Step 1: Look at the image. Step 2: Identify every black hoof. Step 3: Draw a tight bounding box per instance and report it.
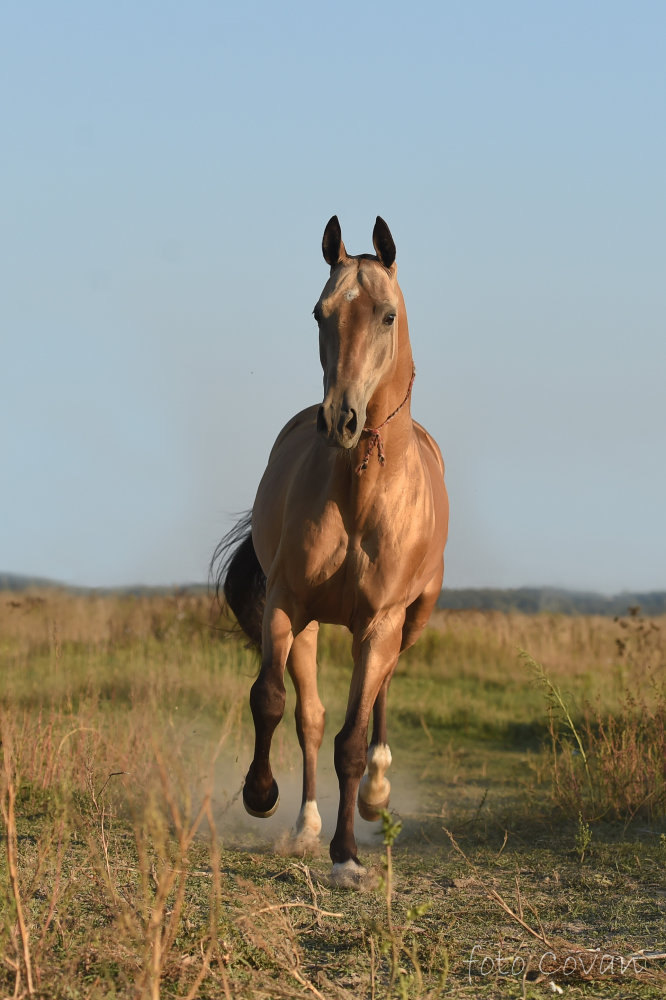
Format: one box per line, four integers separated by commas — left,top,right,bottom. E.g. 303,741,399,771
243,780,280,819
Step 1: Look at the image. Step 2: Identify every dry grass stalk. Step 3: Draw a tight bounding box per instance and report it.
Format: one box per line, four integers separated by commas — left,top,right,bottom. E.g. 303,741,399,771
0,720,35,997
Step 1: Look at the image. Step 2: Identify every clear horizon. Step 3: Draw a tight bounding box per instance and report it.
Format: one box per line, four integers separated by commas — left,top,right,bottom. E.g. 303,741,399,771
0,0,666,594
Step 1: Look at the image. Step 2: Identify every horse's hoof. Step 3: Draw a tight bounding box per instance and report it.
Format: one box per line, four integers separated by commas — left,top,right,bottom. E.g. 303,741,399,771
328,858,379,892
243,780,280,819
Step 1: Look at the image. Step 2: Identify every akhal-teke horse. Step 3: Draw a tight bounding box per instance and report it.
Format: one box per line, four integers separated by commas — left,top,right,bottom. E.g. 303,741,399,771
214,216,448,885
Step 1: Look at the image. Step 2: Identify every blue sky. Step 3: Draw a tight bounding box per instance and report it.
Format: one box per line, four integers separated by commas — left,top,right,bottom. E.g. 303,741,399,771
0,0,666,592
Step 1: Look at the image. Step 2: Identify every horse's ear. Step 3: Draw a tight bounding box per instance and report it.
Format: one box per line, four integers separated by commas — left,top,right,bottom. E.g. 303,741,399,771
372,215,395,267
321,215,347,267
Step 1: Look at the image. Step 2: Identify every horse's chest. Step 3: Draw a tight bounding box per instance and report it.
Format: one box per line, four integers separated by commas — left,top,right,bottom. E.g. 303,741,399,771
290,516,405,617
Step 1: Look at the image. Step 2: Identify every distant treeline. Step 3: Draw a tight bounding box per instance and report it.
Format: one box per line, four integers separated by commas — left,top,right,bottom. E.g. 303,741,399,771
0,573,666,616
437,587,666,616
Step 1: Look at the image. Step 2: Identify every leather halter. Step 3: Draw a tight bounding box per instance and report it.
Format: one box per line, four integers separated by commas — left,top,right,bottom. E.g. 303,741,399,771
356,368,416,476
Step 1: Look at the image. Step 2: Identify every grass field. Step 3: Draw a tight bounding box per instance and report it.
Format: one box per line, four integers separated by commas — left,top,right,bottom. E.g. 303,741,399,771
0,591,666,1000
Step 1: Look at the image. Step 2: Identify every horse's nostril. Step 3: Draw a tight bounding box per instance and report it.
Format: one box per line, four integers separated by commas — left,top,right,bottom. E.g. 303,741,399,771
345,410,358,436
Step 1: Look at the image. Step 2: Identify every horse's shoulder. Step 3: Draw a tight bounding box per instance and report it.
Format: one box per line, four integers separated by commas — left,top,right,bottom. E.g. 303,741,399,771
414,420,444,475
271,403,319,456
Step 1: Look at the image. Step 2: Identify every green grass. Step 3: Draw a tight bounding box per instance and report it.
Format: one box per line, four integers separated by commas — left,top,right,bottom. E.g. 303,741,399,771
0,594,666,1000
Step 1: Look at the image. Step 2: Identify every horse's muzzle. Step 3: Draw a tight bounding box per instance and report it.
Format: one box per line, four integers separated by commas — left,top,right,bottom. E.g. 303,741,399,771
317,402,361,448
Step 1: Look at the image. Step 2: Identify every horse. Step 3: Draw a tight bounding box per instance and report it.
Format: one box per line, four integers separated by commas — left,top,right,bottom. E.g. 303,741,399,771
212,216,448,886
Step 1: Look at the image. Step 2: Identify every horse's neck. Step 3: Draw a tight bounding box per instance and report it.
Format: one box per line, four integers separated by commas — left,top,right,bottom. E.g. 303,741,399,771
361,304,414,430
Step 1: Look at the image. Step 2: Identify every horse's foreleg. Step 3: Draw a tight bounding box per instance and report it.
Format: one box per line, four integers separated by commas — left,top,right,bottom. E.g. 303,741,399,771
358,672,397,822
287,622,325,854
243,606,293,817
331,609,404,884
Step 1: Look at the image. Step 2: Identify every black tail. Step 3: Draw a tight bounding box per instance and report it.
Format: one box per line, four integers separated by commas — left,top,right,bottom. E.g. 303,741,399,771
210,511,266,652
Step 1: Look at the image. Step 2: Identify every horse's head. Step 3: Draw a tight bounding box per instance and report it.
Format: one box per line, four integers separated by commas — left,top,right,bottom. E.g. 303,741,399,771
314,215,406,449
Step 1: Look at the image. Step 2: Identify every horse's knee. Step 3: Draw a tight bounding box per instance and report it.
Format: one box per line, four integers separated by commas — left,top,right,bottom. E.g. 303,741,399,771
334,726,367,779
250,674,287,726
295,702,326,749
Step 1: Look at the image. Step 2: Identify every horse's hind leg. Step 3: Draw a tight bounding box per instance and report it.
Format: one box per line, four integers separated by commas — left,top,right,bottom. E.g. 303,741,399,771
358,672,397,822
287,622,325,854
243,605,293,817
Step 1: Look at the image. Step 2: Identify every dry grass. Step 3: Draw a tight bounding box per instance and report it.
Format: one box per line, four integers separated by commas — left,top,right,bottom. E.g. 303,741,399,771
0,591,666,1000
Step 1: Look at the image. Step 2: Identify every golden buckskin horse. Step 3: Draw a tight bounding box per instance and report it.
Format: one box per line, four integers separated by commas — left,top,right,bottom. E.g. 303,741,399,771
214,216,448,885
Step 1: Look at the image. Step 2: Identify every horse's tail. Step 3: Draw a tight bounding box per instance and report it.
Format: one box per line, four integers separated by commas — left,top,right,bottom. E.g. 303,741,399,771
210,511,266,652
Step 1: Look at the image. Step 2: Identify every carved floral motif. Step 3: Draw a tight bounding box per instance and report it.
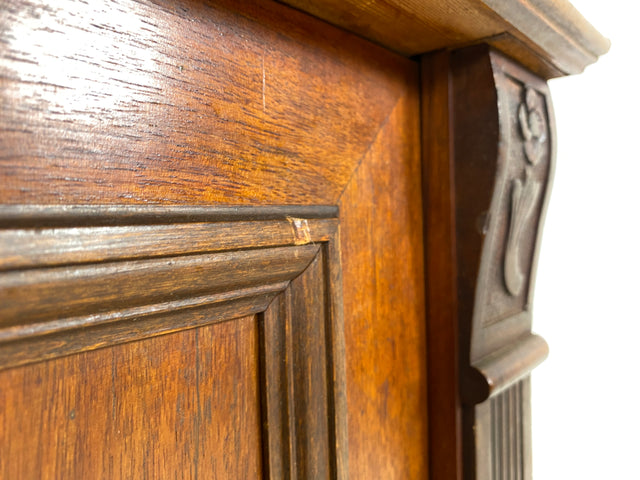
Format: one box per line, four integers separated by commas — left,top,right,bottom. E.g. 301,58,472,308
504,88,547,296
518,88,547,165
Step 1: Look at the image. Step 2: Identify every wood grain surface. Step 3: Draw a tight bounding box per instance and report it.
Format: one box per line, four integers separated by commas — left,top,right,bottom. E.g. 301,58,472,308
282,0,609,78
421,51,463,480
0,0,410,204
340,66,428,479
0,317,262,479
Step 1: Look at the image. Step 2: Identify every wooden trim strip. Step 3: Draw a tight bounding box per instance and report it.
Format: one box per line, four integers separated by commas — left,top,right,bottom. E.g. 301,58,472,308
0,245,319,327
462,334,549,405
0,282,288,370
0,220,338,271
0,205,338,228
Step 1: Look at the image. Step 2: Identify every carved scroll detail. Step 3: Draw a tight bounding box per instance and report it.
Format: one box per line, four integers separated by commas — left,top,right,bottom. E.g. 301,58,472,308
452,46,553,480
518,87,547,165
504,88,547,296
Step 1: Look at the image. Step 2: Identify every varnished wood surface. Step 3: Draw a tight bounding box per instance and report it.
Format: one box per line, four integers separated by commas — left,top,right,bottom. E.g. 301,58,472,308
0,317,262,480
0,0,410,205
282,0,609,78
421,51,463,480
340,71,429,479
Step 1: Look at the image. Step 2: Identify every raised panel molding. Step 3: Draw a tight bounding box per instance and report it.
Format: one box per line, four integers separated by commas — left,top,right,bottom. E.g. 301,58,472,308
0,206,347,479
451,46,554,480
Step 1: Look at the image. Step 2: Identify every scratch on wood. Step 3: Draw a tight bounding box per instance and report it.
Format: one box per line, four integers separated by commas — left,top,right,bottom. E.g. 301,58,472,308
262,53,267,113
287,217,311,245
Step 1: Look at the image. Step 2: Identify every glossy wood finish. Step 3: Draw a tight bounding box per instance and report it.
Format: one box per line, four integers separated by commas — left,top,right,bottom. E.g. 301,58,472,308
283,0,609,78
0,0,607,480
0,317,262,479
421,51,462,479
340,77,429,479
0,1,428,472
0,0,406,205
0,206,348,479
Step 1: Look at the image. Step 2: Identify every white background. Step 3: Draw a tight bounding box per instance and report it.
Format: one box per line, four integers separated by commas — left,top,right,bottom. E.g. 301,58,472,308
533,0,640,480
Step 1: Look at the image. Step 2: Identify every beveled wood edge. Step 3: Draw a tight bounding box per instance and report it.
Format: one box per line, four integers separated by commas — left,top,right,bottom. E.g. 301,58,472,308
0,216,338,272
280,0,611,79
258,230,348,480
0,205,338,369
462,334,549,405
0,282,282,370
0,205,339,228
481,0,611,78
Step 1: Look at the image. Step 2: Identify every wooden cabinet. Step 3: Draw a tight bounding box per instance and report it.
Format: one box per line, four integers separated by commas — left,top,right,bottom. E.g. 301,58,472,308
0,0,607,479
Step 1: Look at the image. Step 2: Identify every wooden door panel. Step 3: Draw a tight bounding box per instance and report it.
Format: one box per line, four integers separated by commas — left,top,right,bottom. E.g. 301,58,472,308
340,84,428,479
0,0,428,479
0,0,412,205
0,316,262,479
0,207,347,479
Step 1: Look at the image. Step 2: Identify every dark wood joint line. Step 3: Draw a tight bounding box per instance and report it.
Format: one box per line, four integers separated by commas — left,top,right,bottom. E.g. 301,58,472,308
462,334,549,405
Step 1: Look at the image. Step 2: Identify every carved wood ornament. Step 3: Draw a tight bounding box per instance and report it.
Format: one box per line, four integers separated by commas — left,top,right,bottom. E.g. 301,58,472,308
452,47,553,480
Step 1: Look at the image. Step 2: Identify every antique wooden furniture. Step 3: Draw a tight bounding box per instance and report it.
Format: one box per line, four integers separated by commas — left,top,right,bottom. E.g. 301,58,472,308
0,0,608,480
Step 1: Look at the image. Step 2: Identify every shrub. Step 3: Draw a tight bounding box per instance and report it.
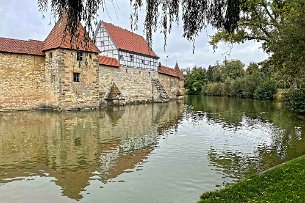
------------------------------------------------------------
SHORT EXERCISE: Lay out the listing from the line containing "Step 1: Look at the image. Step 2: Identify every scratch" down to the line containing "287,217,311,245", both ends included, as a two-column CSV with the header text,boxes. Each row holds one text with the coordinate lines that follow it, each field in quotation marks and with line breaks turned into spaces.

TASK RESULT:
text,boxes
"Step 1: Look at the image. Step 2: Identify every scratch on wood. Step 3: Draw a tight bounding box per instance and report it. Format: one box per line, four integers separated by commas — left,top,right,bottom. E.g. 301,58,472,308","262,53,267,113 287,217,311,245"